▶ _Dataset rows_
'''

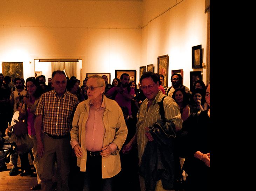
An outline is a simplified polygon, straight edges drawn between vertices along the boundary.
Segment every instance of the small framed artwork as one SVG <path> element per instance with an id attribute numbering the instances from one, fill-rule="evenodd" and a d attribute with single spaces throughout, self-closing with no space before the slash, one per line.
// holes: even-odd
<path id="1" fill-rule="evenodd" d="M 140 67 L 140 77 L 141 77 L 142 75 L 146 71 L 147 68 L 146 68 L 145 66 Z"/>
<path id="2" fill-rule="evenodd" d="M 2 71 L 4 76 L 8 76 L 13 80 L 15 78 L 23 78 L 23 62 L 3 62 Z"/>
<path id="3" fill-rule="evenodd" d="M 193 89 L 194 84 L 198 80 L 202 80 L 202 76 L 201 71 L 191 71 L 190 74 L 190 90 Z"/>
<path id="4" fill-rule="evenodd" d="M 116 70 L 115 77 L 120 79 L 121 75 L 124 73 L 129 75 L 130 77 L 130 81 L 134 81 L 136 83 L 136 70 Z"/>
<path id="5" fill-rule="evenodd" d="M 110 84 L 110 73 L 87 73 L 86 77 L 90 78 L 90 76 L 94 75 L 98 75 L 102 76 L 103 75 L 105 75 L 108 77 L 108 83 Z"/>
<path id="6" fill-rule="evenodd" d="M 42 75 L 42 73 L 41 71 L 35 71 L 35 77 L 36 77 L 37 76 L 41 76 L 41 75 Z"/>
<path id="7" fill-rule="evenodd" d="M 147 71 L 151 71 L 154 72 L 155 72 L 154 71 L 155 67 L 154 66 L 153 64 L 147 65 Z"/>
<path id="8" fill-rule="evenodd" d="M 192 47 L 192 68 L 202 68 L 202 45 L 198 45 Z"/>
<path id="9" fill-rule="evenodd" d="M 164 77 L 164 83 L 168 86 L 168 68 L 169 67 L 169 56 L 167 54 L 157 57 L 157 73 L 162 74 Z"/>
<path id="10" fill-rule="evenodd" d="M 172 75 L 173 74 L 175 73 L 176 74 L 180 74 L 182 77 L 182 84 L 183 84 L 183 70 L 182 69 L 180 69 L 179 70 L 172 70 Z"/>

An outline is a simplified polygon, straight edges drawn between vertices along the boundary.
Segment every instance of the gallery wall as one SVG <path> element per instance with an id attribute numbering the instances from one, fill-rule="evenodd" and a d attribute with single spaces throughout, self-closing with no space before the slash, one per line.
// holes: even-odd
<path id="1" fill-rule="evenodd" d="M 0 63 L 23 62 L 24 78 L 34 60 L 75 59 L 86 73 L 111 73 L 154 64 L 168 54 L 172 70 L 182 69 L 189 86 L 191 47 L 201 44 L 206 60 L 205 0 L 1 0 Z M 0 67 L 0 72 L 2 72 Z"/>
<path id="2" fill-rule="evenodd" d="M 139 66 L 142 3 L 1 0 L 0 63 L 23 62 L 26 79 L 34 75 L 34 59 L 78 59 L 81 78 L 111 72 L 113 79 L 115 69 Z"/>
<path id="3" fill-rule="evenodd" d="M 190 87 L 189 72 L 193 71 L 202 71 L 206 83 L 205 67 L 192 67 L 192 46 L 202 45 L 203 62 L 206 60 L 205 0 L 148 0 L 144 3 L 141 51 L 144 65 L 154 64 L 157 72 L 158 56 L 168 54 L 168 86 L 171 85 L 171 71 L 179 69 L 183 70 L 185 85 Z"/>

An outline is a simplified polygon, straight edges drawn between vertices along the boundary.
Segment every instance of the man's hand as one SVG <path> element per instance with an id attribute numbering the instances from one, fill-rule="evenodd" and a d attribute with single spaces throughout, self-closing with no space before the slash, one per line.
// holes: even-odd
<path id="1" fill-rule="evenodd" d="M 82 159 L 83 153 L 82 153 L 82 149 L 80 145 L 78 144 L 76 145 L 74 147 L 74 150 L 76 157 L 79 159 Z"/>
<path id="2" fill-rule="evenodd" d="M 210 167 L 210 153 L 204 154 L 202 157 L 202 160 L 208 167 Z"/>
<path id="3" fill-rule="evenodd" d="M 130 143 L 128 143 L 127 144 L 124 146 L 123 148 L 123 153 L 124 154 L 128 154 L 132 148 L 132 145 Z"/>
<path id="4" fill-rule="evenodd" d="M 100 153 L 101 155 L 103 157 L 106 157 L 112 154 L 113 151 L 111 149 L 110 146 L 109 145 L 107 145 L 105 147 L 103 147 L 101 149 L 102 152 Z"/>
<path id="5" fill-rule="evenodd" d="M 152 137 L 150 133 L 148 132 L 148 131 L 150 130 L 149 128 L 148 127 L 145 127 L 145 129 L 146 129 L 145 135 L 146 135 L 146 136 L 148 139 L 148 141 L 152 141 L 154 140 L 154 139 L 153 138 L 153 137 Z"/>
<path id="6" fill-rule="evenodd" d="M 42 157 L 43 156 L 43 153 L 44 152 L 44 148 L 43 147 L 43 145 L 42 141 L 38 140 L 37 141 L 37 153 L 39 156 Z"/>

'''
'''

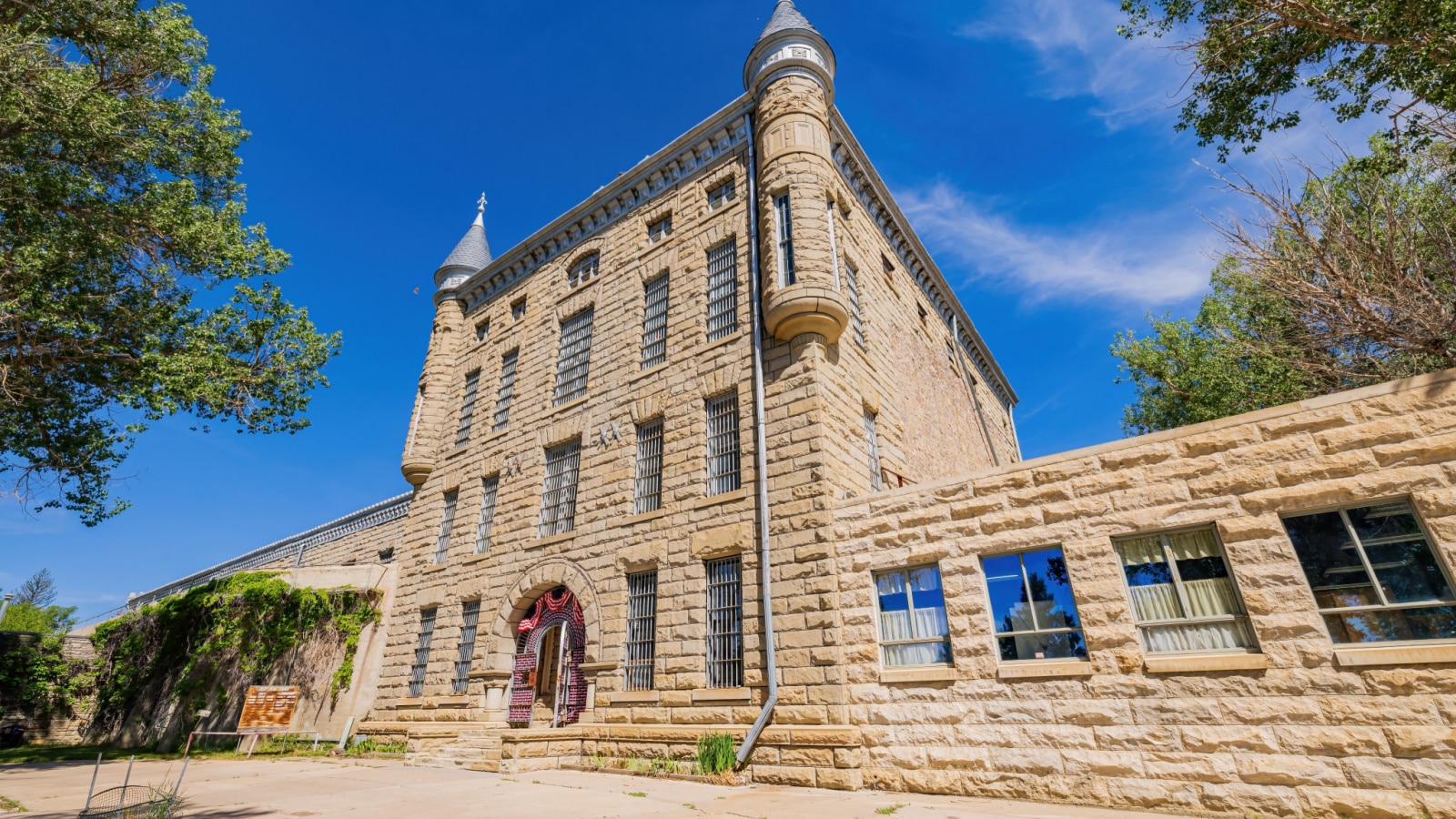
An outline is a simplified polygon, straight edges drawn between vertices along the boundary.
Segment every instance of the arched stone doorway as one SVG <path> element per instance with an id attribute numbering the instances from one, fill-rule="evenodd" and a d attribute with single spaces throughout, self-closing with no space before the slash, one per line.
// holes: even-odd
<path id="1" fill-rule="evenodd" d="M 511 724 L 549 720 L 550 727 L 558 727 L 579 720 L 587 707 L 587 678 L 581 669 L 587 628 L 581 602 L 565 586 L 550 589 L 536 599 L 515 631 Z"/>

'''
'''

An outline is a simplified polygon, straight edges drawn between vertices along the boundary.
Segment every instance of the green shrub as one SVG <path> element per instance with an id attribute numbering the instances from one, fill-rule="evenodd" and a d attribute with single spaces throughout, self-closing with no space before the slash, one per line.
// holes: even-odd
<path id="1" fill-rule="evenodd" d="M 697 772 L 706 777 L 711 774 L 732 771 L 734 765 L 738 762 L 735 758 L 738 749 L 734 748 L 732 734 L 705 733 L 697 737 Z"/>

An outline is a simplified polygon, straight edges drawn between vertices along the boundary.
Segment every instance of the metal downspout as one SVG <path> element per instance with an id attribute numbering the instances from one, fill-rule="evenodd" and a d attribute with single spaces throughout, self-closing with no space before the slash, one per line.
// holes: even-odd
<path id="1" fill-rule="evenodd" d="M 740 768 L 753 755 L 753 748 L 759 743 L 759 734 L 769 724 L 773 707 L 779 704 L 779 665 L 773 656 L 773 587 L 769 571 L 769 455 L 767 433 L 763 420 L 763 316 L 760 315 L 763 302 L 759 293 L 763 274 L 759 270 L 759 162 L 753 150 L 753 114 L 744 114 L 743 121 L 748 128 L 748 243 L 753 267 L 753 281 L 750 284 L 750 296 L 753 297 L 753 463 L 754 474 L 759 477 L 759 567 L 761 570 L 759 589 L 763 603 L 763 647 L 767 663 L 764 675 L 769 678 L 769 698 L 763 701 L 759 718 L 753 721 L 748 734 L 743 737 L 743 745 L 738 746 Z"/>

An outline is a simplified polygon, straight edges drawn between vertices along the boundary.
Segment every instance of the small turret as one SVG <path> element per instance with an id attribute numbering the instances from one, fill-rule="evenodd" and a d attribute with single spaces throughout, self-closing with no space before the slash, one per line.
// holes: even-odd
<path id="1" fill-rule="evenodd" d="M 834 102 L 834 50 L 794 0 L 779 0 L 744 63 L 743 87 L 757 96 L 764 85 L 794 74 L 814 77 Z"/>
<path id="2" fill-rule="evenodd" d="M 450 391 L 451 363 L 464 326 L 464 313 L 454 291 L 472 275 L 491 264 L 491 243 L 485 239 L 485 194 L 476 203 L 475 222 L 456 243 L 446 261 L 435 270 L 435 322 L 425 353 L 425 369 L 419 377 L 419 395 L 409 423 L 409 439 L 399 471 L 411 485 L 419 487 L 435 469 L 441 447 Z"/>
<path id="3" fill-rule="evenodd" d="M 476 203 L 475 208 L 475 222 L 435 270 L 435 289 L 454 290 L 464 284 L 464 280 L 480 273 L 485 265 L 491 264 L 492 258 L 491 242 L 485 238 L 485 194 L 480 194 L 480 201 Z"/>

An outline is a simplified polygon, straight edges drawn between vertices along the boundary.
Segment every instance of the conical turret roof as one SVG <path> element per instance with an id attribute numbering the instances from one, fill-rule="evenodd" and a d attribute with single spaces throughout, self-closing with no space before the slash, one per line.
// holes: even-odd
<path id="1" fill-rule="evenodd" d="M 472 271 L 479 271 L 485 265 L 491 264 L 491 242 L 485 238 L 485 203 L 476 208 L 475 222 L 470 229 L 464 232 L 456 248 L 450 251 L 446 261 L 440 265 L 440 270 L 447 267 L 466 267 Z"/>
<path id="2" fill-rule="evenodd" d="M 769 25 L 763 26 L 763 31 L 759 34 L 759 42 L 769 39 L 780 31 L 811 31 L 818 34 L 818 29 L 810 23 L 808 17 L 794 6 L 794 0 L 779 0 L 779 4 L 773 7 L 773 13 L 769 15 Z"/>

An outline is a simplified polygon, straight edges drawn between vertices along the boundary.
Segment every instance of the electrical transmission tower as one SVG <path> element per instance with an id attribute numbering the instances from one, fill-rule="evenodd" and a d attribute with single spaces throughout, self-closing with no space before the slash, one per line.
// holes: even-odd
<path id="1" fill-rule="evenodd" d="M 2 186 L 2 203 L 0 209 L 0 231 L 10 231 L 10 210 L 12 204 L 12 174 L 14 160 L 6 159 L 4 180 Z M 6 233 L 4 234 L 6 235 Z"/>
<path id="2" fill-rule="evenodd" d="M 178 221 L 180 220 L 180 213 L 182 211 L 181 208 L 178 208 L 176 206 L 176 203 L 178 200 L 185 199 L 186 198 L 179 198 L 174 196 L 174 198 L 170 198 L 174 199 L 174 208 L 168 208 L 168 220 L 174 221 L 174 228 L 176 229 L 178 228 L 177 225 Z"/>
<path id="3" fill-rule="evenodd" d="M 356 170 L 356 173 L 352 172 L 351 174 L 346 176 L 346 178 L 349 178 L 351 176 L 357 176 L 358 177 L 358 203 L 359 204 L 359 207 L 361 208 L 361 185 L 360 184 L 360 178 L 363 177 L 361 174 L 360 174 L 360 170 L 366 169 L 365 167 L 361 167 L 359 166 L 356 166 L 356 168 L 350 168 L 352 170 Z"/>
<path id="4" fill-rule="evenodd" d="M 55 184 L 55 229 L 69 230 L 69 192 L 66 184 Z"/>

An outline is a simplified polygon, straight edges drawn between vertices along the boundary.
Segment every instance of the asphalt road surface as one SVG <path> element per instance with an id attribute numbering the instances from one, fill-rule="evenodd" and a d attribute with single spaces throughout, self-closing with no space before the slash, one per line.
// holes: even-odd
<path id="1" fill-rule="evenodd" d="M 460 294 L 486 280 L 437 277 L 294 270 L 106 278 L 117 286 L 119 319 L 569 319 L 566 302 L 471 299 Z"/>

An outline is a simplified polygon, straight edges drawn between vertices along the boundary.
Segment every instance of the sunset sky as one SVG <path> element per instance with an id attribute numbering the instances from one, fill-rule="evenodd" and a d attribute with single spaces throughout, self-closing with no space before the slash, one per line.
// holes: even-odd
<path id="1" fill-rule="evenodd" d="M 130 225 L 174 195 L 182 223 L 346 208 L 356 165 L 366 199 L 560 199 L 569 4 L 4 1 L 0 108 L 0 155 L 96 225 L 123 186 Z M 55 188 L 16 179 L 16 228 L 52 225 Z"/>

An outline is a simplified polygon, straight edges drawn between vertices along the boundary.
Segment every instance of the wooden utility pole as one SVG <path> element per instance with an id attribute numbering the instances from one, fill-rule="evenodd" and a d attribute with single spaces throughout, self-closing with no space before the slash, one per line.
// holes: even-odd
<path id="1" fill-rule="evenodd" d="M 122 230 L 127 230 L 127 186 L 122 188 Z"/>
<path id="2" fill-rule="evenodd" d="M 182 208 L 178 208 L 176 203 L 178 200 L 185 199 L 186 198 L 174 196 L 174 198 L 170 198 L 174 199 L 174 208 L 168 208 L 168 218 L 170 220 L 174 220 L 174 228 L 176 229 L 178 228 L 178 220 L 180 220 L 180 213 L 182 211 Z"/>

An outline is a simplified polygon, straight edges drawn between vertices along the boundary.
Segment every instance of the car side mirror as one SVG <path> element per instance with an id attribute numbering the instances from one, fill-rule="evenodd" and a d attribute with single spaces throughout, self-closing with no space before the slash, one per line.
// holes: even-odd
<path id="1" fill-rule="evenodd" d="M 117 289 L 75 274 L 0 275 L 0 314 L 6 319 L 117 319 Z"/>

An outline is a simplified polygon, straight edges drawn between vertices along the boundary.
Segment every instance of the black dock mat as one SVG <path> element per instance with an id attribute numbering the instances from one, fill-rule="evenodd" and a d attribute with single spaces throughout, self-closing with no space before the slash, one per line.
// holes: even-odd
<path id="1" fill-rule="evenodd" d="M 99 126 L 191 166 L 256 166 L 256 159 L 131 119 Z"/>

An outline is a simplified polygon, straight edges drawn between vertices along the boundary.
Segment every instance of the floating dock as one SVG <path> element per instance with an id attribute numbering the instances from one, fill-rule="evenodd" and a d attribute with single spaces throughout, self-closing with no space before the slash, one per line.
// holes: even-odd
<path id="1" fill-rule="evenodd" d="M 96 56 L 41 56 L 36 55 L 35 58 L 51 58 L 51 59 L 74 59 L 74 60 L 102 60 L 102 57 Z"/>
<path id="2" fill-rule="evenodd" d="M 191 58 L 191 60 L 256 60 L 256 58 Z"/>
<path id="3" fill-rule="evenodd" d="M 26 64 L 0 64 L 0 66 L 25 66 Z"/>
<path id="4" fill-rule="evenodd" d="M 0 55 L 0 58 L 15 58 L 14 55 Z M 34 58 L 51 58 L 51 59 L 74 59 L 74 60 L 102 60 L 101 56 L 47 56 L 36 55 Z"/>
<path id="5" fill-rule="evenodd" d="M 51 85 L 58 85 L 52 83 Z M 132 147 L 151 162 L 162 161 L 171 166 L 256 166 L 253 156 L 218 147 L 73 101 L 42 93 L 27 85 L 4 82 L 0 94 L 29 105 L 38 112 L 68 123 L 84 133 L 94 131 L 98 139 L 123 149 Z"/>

'''

▶ _What the task asks_
State how many lines of the material above contain the string "small", matching case exactly. Reply with the number only.

▶ _Result for this exercise_
2